*** Textausschnitt

Ähnlich wie im Beitrag von Young wird auch hier die von der Ausstellung ausgehende ständige Aufforderung zum Beobachten als Argument angeführt. Denn der Unterhaltungscharakter des Crystal Palace bestand eben nicht nur im Bestaunen der Exponate, sondern auch im ständigen Beobachten der anderen Besucher, ihrer Kleidung, ihres Aussehens, ihres Habitus. Und ähnlich wie in Bezug auf die Exponate wurden auch hier die Besucher implizit dazu aufgefordert die anderen Besucher in vorgeformte, hierarchische Ordnungsmuster einzuschreiben, sie dadurch zu klassifizieren und letzten Endes zu bewerten. Allerdings bleibt die Argumentationskette dabei teilweise etwas dünn. Zwar wurde das Londoner East End in den 1880er Jahren für die Bourgeoisie der westlichen Stadtteile durchaus zur fremden Welt, ob diese Entwicklung aber vom Kristallpalast ihren Ausgang nahm, wie die Autoren vermuten, erscheint weniger sicher. “It was from this and in relation to this event that we can identify the emerging racialization of class discourses within Britain.” (S. 31)

******
*** Gespeicherte Daten

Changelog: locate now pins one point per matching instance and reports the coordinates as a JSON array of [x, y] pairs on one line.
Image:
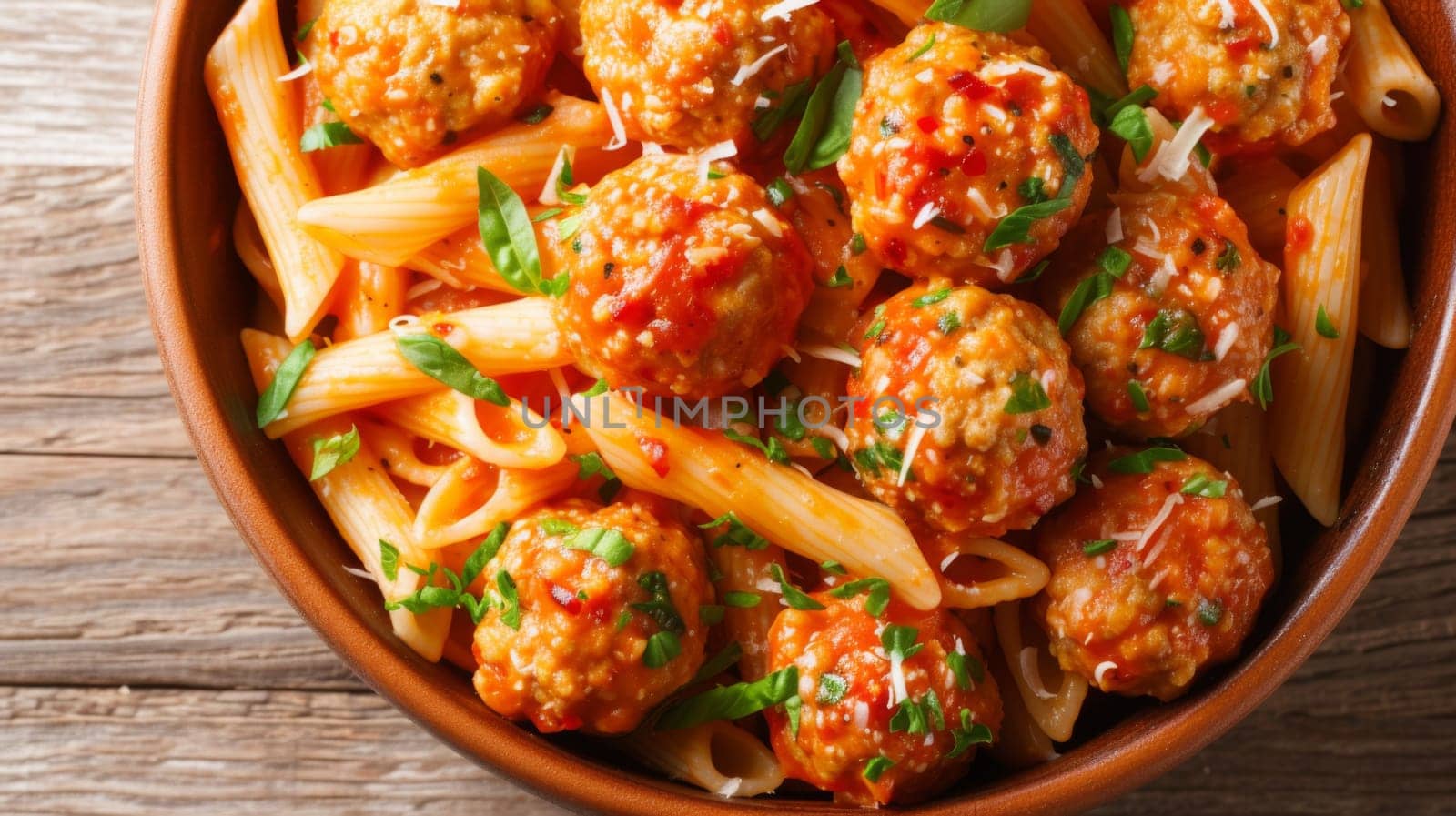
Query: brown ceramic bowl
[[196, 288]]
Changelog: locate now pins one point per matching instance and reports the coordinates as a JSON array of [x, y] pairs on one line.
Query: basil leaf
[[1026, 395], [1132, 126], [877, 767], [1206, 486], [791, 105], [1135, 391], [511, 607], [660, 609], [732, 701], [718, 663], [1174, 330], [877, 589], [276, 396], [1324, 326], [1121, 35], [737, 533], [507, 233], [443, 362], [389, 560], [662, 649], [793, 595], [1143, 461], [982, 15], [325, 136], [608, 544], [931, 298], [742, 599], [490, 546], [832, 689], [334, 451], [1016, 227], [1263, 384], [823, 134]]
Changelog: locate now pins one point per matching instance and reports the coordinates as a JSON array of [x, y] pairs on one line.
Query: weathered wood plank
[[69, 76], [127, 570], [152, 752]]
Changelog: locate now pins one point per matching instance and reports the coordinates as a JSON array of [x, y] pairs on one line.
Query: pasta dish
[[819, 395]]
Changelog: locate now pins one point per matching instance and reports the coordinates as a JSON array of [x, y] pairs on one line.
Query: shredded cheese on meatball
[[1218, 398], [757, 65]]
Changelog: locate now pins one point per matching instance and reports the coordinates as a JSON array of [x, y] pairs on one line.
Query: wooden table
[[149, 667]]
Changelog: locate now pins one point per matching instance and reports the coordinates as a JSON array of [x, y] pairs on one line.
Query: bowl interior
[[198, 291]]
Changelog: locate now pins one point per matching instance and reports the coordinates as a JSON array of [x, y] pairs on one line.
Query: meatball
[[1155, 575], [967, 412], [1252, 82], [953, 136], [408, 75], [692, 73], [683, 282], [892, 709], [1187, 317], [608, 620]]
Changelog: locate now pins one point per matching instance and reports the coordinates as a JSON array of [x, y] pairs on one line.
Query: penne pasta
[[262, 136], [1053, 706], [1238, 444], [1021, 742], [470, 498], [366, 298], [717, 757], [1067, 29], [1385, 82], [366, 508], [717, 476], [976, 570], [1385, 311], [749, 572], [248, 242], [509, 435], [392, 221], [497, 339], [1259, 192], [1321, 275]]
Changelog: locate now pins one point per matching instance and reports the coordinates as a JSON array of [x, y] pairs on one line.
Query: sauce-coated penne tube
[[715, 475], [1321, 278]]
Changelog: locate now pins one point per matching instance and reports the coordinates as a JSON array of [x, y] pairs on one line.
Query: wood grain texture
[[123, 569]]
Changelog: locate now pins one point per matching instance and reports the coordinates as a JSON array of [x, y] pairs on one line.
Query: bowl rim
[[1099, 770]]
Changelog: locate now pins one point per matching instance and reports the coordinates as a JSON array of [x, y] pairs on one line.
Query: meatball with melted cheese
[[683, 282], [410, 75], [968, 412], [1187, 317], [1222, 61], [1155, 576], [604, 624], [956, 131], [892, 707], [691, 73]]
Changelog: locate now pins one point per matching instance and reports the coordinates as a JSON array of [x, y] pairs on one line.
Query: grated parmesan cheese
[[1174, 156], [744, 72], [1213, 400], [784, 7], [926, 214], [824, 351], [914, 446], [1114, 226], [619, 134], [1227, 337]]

******

= Arbeitsauftrag =
Gib den obigen Textausschnitt zum Crystal Palace vollständig und Wort für Wort wieder.

= Lösung =
Ähnlich wie im Beitrag von Young wird auch hier die von der Ausstellung ausgehende ständige Aufforderung zum Beobachten als Argument angeführt. Denn der Unterhaltungscharakter des Crystal Palace bestand eben nicht nur im Bestaunen der Exponate, sondern auch im ständigen Beobachten der anderen Besucher, ihrer Kleidung, ihres Aussehens, ihres Habitus. Und ähnlich wie in Bezug auf die Exponate wurden auch hier die Besucher implizit dazu aufgefordert die anderen Besucher in vorgeformte, hierarchische Ordnungsmuster einzuschreiben, sie dadurch zu klassifizieren und letzten Endes zu bewerten. Allerdings bleibt die Argumentationskette dabei teilweise etwas dünn. Zwar wurde das Londoner East End in den 1880er Jahren für die Bourgeoisie der westlichen Stadtteile durchaus zur fremden Welt, ob diese Entwicklung aber vom Kristallpalast ihren Ausgang nahm, wie die Autoren vermuten, erscheint weniger sicher. “It was from this and in relation to this event that we can identify the emerging racialization of class discourses within Britain.” (S. 31)